BEGIN EXTRACTED MATERIAL

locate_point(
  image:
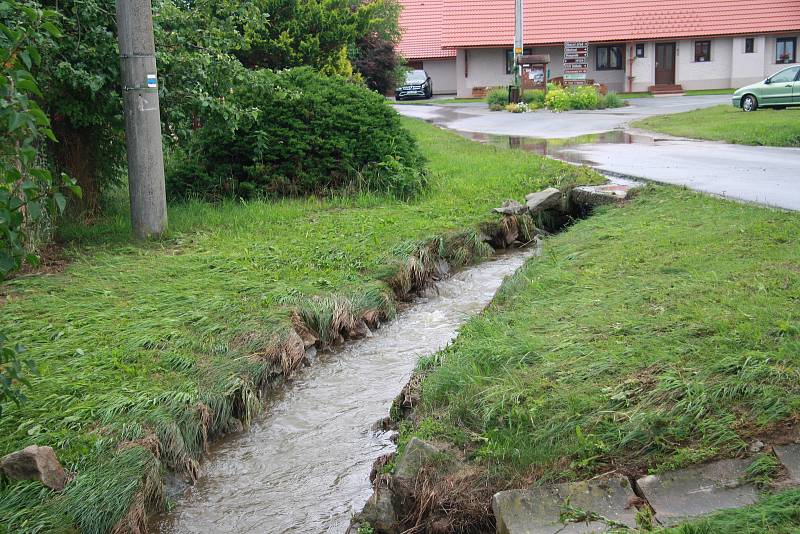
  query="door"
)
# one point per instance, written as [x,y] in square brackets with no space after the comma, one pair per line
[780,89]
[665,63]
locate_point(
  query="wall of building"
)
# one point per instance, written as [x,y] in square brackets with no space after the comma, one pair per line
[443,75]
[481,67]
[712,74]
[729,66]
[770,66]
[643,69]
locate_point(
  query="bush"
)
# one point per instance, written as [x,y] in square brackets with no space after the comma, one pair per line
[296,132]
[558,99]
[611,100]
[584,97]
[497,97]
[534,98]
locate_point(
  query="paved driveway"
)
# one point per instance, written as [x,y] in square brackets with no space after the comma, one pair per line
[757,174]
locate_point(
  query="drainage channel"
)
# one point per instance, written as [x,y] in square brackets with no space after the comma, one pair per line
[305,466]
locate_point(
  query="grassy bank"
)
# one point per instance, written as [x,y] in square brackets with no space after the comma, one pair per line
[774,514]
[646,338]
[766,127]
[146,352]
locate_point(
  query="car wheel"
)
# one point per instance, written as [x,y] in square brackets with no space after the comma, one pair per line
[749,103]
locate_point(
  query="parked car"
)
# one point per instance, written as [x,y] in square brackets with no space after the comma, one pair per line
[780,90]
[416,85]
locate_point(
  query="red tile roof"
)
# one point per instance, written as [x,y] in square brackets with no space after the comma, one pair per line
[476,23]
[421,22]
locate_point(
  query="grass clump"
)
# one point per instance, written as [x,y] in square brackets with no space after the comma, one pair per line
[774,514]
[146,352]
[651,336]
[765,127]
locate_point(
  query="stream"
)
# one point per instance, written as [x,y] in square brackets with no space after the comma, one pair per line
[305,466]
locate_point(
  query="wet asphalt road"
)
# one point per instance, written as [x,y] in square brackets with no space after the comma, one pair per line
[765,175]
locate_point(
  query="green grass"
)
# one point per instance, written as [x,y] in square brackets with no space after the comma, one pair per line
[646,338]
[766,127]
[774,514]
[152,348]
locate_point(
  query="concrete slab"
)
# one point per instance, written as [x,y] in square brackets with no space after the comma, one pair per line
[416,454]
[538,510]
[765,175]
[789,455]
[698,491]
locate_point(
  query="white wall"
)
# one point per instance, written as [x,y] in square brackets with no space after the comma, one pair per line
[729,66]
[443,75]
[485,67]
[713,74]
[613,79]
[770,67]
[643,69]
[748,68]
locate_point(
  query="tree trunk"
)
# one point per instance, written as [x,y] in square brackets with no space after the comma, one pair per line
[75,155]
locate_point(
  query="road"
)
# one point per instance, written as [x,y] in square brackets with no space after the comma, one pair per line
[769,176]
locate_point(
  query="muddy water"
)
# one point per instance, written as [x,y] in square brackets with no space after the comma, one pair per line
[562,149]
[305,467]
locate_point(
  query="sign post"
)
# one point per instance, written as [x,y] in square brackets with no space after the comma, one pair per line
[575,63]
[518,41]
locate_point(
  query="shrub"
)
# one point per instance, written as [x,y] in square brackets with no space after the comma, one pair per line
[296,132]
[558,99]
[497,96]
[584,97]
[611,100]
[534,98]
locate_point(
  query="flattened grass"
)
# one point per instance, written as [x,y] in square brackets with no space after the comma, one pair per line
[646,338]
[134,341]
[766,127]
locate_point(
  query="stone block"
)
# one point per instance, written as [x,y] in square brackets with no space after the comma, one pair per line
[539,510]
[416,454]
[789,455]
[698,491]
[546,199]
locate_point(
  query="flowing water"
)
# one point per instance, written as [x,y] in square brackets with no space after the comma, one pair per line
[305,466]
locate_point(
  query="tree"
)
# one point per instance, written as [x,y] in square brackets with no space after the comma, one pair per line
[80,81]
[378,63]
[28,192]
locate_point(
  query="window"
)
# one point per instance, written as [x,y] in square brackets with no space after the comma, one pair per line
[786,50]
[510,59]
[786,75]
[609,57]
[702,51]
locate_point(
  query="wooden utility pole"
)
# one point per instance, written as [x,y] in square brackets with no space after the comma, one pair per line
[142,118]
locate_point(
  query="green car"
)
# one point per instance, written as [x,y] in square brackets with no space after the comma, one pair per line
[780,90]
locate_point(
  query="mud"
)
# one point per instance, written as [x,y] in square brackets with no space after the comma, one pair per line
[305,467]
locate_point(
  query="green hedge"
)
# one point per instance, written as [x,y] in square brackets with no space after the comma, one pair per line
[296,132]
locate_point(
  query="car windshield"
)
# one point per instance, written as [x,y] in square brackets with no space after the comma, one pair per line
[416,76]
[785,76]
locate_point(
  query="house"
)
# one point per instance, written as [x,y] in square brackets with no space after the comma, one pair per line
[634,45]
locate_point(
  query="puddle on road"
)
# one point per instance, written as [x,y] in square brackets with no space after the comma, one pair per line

END EXTRACTED MATERIAL

## [WORK INSTRUCTION]
An exact repetition of all the records above is required, excluding the pictures.

## [ANSWER BOX]
locate_point(
  image:
  query="door"
)
# one point per instance, written as [x,y] in square brackets with no space after the comma, one pair per line
[780,89]
[665,63]
locate_point(
  query="wall of building"
)
# one point per instance, written as [x,y] in square brackets with no space after the comma, one pair per line
[443,75]
[481,67]
[712,74]
[729,66]
[770,66]
[643,69]
locate_point(
  query="bush"
)
# one point per instance, written as [x,y] in square brackets with no space after the comma, one pair per line
[296,132]
[558,99]
[611,100]
[584,97]
[497,97]
[534,98]
locate_point(
  query="paved driveway"
)
# one point per instance, written as [x,y] in square brackets with no space after the comma, one pair per line
[757,174]
locate_point(
  query="drainage channel"
)
# one point per instance, written as [x,y] in square brackets with no space after the comma, one pair per line
[305,466]
locate_point(
  query="grassy bank"
)
# one point per instance, written as [x,y] in square brackets with no space after the comma, one pair per line
[774,514]
[646,338]
[766,127]
[146,352]
locate_point(
  query="car wheel"
)
# one point per instance, written as [x,y] in square brackets with no space after the comma, one pair per line
[749,103]
locate_point(
  query="parked car"
)
# one point per instance, written as [x,y] in square brackets with no space after the comma, one pair per line
[780,90]
[416,85]
locate_point(
  query="red tile roof"
)
# one point per instance, written as [x,y] in square brackets with no space after the comma, one pair per line
[476,23]
[421,22]
locate_point(
  query="grass clump"
)
# one point per instance, written as [x,y] in square brackets with no space after the comma, one pair per line
[774,514]
[146,352]
[651,336]
[765,127]
locate_point(
  query="stream"
)
# one point per instance, written as [x,y] in square brackets with no space after the comma, one pair per line
[305,466]
locate_point(
  query="wet asphalt road"
)
# one point per instance, written as [x,y] in square brackets with no space after the comma, one pair per line
[765,175]
locate_point(
  query="green grass"
)
# one point per instance, written as [x,y] in square brackets with no space after the comma, one pair per line
[646,338]
[766,127]
[774,514]
[152,348]
locate_point(
  query="concrete slab"
)
# one point per instance, written as [x,y] in square brackets with no space after the comma, one pair per line
[416,454]
[538,510]
[765,175]
[789,455]
[698,491]
locate_point(
  query="white wall"
)
# one point per instance, written as [x,y] in square brackets with no space after the comma, one pair per line
[729,66]
[443,75]
[485,67]
[713,74]
[613,79]
[770,67]
[643,69]
[748,68]
locate_point(
  query="tree trunk"
)
# one point per instance, written as [x,y] in square brackets with no space after the comma, one pair per line
[75,155]
locate_point(
  query="road"
)
# one point per instance, written as [x,y] in square brackets with no space after the comma, one pair per line
[769,176]
locate_point(
  query="muddy water"
)
# one point per instance, written as [x,y] in square brackets with no space after the comma, one pair per line
[562,149]
[305,467]
locate_point(
  query="sign post"
)
# one point per instance, written as [x,y] in square brackets with no space after the comma, one pair per line
[575,63]
[518,41]
locate_point(
  query="shrub"
)
# one point per instance, written as [x,y] in square brackets with no space after the comma, one pair per line
[296,132]
[558,99]
[497,96]
[584,97]
[611,100]
[534,98]
locate_point(
  query="flattened grass"
)
# one point per instance, written as [x,y] in square brackets with no space after the comma, one pair per line
[646,338]
[134,341]
[766,127]
locate_point(
  query="stone block"
)
# one point per instance, written as [x,y] in square brackets with no space after the comma, one pair per line
[539,510]
[416,454]
[789,455]
[698,491]
[546,199]
locate_point(
  query="flowing water"
)
# one point per instance, written as [x,y] in square brackets with no space after the comma, one pair per line
[305,466]
locate_point(
  query="tree"
)
# one point per instance, written as [x,y] in square brackets with no space after the comma, one pair per line
[80,81]
[378,63]
[28,192]
locate_point(
  query="window"
)
# one point per instance, written as [x,y] in square brackets with no space after the comma, one pair per line
[786,50]
[510,59]
[786,75]
[609,57]
[702,51]
locate_point(
  query="wooden utility pole"
)
# one point per instance, written as [x,y] in square brackets with no space after the comma, one pair per line
[142,118]
locate_point(
  query="green car"
)
# one point per instance, written as [x,y] in square brackets with no space after the comma, one pair per line
[780,90]
locate_point(
  query="mud"
)
# one point per instance, written as [x,y] in square brackets with no space after the comma, one pair per line
[305,467]
locate_point(
  query="green hedge"
)
# one point per instance, written as [x,y] in square brackets with no space after the comma, one pair per line
[296,132]
locate_point(
  query="car windshield"
)
# one point per instance, written as [x,y] in square brackets with no space after the comma, one pair per line
[416,76]
[785,76]
locate_point(
  query="house"
)
# one point per instance, written as [x,y] in square brackets with no space after the comma, one pair per line
[634,45]
locate_point(
  query="puddle on road"
)
# one point per instance, written as [x,y] in square brackets with no space after the comma, one pair per line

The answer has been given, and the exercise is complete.